> _ASSIGNED TASK_
Of the lines in the data below, write out exactly those from the one holding "Target: gutter" through the one holding "Target: small tree in background", both included.

> _Image point grounding data_
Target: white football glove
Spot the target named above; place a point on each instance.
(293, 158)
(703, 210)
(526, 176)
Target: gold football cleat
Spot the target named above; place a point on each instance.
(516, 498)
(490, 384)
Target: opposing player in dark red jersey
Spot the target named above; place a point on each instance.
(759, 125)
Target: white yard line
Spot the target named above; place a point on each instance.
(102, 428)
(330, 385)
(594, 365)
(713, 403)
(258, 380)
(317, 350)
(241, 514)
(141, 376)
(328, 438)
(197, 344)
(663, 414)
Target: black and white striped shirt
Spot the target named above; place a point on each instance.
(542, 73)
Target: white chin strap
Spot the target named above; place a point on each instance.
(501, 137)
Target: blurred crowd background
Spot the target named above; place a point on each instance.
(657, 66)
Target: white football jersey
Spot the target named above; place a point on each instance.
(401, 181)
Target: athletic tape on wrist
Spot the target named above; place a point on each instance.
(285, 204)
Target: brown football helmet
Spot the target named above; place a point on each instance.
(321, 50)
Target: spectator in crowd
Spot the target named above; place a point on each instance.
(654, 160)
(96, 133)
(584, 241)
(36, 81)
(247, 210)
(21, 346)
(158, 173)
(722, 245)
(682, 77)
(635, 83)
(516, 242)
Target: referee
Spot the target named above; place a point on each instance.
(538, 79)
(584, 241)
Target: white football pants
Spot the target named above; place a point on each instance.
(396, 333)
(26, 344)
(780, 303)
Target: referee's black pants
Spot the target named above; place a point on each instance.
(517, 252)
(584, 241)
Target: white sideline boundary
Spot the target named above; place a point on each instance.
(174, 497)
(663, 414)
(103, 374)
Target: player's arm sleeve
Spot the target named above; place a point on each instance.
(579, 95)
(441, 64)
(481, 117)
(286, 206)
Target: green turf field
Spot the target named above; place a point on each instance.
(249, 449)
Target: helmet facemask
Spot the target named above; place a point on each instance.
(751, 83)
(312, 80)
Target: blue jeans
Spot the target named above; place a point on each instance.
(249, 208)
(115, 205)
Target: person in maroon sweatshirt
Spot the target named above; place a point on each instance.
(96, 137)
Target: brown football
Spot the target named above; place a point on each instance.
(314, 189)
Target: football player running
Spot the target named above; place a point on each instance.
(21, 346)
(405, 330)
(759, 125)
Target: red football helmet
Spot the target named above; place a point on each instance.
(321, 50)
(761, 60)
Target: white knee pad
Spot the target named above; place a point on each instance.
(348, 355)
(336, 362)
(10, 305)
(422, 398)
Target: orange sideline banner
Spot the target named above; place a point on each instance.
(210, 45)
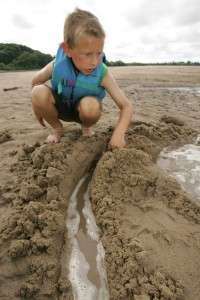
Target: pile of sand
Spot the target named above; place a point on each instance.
(149, 226)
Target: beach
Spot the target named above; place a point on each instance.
(149, 225)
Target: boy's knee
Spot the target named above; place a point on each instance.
(90, 108)
(40, 95)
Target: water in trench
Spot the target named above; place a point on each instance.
(184, 164)
(86, 267)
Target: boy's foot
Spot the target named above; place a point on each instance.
(87, 131)
(55, 137)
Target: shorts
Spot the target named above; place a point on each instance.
(67, 110)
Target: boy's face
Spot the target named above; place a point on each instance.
(87, 53)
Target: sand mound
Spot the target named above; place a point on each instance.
(150, 228)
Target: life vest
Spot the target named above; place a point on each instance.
(73, 85)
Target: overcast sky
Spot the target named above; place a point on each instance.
(136, 30)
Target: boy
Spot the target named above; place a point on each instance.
(79, 80)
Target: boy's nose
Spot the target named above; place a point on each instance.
(94, 60)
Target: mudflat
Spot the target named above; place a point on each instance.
(150, 226)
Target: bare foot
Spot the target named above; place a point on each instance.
(55, 137)
(87, 131)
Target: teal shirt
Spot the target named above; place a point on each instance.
(72, 85)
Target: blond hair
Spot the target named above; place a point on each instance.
(79, 23)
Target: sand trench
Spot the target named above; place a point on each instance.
(144, 216)
(149, 225)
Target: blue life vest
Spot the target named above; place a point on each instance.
(72, 85)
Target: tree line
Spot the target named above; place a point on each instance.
(20, 57)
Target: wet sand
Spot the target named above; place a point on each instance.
(149, 225)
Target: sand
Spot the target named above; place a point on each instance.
(150, 227)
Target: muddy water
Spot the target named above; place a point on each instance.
(184, 164)
(86, 268)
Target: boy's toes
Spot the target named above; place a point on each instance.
(52, 139)
(87, 131)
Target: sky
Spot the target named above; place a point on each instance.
(136, 30)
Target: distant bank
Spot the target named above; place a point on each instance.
(19, 57)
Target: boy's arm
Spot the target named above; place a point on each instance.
(43, 75)
(126, 111)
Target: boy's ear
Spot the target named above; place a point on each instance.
(66, 48)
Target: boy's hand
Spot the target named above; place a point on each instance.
(117, 141)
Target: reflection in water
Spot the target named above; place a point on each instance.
(184, 164)
(86, 269)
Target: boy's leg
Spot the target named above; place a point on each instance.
(43, 104)
(89, 110)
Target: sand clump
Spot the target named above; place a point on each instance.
(149, 226)
(32, 234)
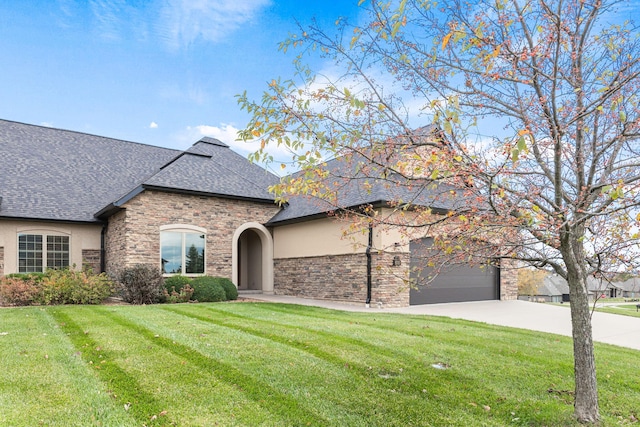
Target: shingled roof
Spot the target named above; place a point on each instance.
(54, 174)
(355, 182)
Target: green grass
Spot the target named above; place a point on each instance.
(250, 364)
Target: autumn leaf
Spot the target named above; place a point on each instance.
(445, 40)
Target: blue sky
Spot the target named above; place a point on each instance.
(160, 72)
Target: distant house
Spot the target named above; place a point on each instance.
(555, 289)
(73, 199)
(630, 288)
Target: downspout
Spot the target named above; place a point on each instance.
(369, 247)
(103, 251)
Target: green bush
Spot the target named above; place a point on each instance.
(230, 289)
(36, 277)
(185, 294)
(141, 284)
(175, 283)
(21, 290)
(207, 289)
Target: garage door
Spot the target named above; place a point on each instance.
(461, 283)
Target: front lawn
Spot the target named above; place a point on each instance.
(267, 364)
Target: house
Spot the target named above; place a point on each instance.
(556, 289)
(553, 288)
(72, 199)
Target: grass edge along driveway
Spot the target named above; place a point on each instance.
(287, 365)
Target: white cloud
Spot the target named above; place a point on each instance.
(179, 23)
(228, 134)
(184, 21)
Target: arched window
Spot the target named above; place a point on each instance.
(182, 249)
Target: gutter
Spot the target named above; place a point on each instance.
(103, 249)
(369, 246)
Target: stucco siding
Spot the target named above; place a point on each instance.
(82, 237)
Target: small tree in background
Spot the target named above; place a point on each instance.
(535, 117)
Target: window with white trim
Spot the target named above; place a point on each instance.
(38, 252)
(182, 251)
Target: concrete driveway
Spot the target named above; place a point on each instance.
(607, 328)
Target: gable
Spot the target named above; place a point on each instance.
(62, 175)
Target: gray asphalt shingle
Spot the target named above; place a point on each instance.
(356, 186)
(55, 174)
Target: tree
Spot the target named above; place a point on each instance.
(533, 116)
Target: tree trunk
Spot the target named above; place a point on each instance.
(586, 392)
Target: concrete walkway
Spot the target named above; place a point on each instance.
(607, 328)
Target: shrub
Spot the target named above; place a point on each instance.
(141, 284)
(183, 296)
(207, 289)
(175, 283)
(90, 288)
(68, 286)
(230, 289)
(36, 277)
(16, 290)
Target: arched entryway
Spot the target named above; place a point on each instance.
(253, 258)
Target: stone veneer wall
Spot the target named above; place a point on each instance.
(508, 280)
(91, 259)
(344, 278)
(133, 235)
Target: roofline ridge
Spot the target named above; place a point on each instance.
(88, 134)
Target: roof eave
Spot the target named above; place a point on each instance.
(325, 214)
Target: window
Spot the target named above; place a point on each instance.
(182, 251)
(36, 252)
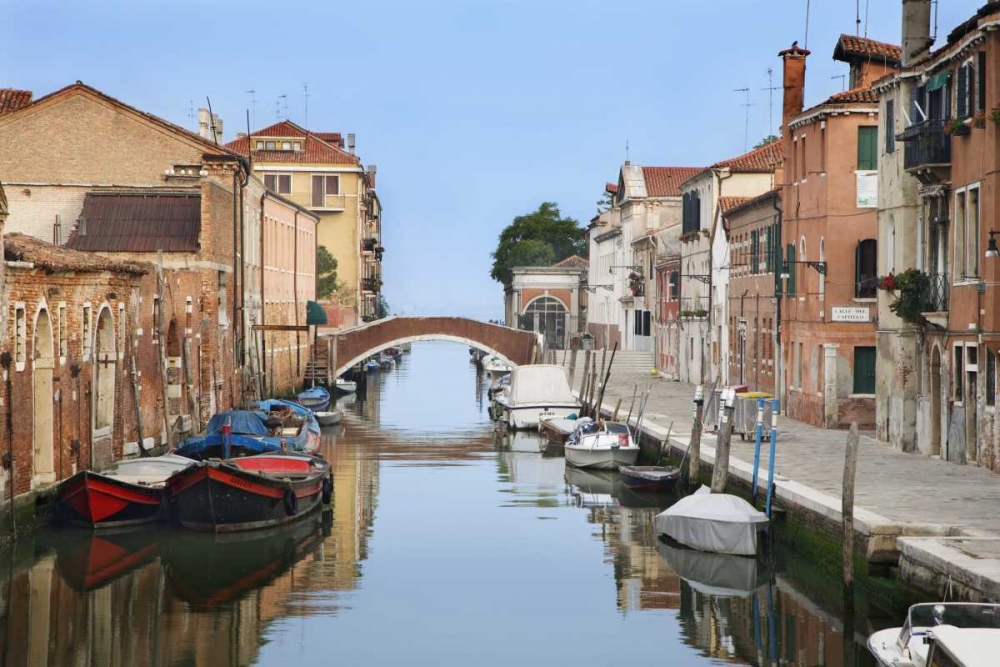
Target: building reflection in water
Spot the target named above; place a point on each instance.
(161, 597)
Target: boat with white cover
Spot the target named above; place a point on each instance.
(537, 391)
(714, 522)
(908, 646)
(602, 445)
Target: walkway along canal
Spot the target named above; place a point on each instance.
(444, 545)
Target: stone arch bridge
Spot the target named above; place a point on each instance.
(344, 349)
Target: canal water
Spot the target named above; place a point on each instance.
(445, 546)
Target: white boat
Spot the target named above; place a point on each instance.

> _OUTPUT OF THE EXERCISE_
Target: gutter
Spot the target named above; place a point on each instance.
(103, 249)
(369, 246)
Target: stucco siding
Spot the target named above; place a point on each instance.
(82, 237)
Target: small tree in background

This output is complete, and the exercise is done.